(Stored data entries)
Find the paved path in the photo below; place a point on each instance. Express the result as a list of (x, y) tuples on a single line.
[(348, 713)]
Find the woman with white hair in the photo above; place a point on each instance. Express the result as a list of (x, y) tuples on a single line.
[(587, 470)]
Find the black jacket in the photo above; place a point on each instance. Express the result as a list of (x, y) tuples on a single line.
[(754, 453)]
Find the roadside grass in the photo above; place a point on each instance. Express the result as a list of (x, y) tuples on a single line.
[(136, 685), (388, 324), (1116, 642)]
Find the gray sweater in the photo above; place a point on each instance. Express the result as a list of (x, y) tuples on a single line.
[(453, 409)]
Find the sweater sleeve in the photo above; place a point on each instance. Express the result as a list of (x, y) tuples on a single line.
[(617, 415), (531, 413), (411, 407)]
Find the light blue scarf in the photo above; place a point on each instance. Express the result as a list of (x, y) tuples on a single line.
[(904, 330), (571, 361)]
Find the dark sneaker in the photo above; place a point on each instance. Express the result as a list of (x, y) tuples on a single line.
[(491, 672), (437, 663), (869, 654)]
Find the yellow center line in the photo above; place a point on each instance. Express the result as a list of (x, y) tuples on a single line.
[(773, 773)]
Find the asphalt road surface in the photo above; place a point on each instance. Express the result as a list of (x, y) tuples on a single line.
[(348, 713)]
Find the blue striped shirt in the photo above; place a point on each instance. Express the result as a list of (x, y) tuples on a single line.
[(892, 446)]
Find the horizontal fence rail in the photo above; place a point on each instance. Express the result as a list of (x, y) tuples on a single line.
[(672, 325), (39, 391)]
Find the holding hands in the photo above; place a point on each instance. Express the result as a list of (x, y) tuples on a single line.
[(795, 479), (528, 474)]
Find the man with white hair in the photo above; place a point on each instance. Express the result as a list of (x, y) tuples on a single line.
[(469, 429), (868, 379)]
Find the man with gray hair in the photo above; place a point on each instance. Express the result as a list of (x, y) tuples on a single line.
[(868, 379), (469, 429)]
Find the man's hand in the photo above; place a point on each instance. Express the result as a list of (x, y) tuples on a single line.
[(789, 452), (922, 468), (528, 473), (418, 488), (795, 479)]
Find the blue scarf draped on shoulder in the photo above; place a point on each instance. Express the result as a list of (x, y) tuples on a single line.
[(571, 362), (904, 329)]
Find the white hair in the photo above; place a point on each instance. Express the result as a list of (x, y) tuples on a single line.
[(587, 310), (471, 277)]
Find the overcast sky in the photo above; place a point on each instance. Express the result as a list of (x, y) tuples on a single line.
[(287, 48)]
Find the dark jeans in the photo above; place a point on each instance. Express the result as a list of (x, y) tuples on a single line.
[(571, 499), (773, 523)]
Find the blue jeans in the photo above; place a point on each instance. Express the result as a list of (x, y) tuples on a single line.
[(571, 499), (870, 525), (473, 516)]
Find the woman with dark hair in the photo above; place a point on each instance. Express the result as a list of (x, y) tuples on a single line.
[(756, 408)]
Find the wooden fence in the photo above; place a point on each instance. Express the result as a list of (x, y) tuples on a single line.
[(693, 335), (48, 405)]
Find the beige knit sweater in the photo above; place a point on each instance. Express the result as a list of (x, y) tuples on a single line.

ASSIGNED TASK: Please return all of the entries shown above, exactly as they stand.

TASK SOLUTION:
Find the paved path in the photo below; place a point on each instance. Express the result as a list of (x, y) tuples on a single line.
[(348, 713)]
Find the woman with white hair in the photo above; place a point on each instance. Express the result as a list of (x, y) tuples on a single line.
[(587, 470)]
Find the black jacket in the photo above; place a point on each instance. Express the result as a list of (x, y) tuples on a single line.
[(754, 453)]
Find the roadside grass in the photo above; place a point on each instance. Express the result as a list of (x, y) tuples on a single line.
[(136, 685), (388, 324), (1116, 642)]
Find the gray sweater in the photo above; place a point on each instance. Express the result as a list of (x, y) tuples on a single line.
[(453, 409)]
Find the sweater sleeve in the photo above; place a point on each instance. Express the result as a list of (x, y) tuples on a single line.
[(617, 415), (531, 413), (411, 407)]
Find the light blue scarf in the photo above; place a point on each instance. Express the result as a list of (x, y) tuples on a single line.
[(904, 330), (571, 361)]
Find the dark sneaker in the photo above; place a point on each instance. Express the result as a list of (x, y) tuples on a single line.
[(491, 672), (437, 663), (869, 654)]
Find the yellow center line in the photo above; place a point on each instance. Express the result as a list of (x, y) tuples on a single line.
[(773, 773)]
Find the asphalt road surface in the photo above; place a point on each instance. Express the result as a list of (x, y) tuples on a single line.
[(348, 713)]
Find the blue striped shirt in the photo above; place a point on each instance. Express the result as a list of (x, y) tuples on a single line.
[(892, 446)]
Find the horizontal fence rail in the photo above; place a point on each instance. Express the result as a list of (x, y) tuples on a single line.
[(672, 325), (39, 391)]
Find the holding hands in the photo above; place a point on each instance. Express the result as a list of (x, y) tuples on a single line.
[(795, 479), (528, 474)]
Find the man with white hair in the photo above; place a point on each instance. Express the result as a list of (x, y) tuples on a single line.
[(469, 429), (868, 379)]
Find the man with gray hair in the photo above; place a point on each instance. Express the result as a list of (x, y) tuples on a single line.
[(868, 379), (469, 429)]
Find the man's hand in the photo above; place a point on each instance. Express the result as a list of (x, y) tuples on a single line.
[(789, 452), (922, 468), (528, 473), (418, 488), (795, 479)]
Find the blue scarf draped on shoulder in the photo above; place a point on each instance. Express the result as a list of (x, y) tuples on a single line.
[(571, 362), (904, 329)]
Find the white hair in the photo above; place a point on each instance. Express the result as a list of (x, y) tuples on a single line.
[(587, 310), (471, 277)]
Find the overcast sky in the photo above; place a point on each instance. Express the result as a list of (x, y) tuples on a single line.
[(287, 48)]
Find the dark jeans in the photo above; place a point on each instance. Express the result as a list of (x, y) tuples on a single line.
[(571, 499), (773, 523)]
Find the blue jeans in the photo above; place a point on each instance. Express the result as a list of (x, y) tuples on a single line.
[(571, 499), (870, 525), (473, 516)]
Find the woman with dark hair in the photo above; place a point on each instance. Express the result as a list of (x, y) tuples on a single line.
[(756, 408)]
Find the wooden fence in the photo above; place a point on each instance. Express the result as a list of (x, y) tuples on a single line.
[(693, 335), (48, 405)]
Find the beige knit sweater in the photo above; place a point on each instance. Express the result as a list of (x, y) tuples on a single line.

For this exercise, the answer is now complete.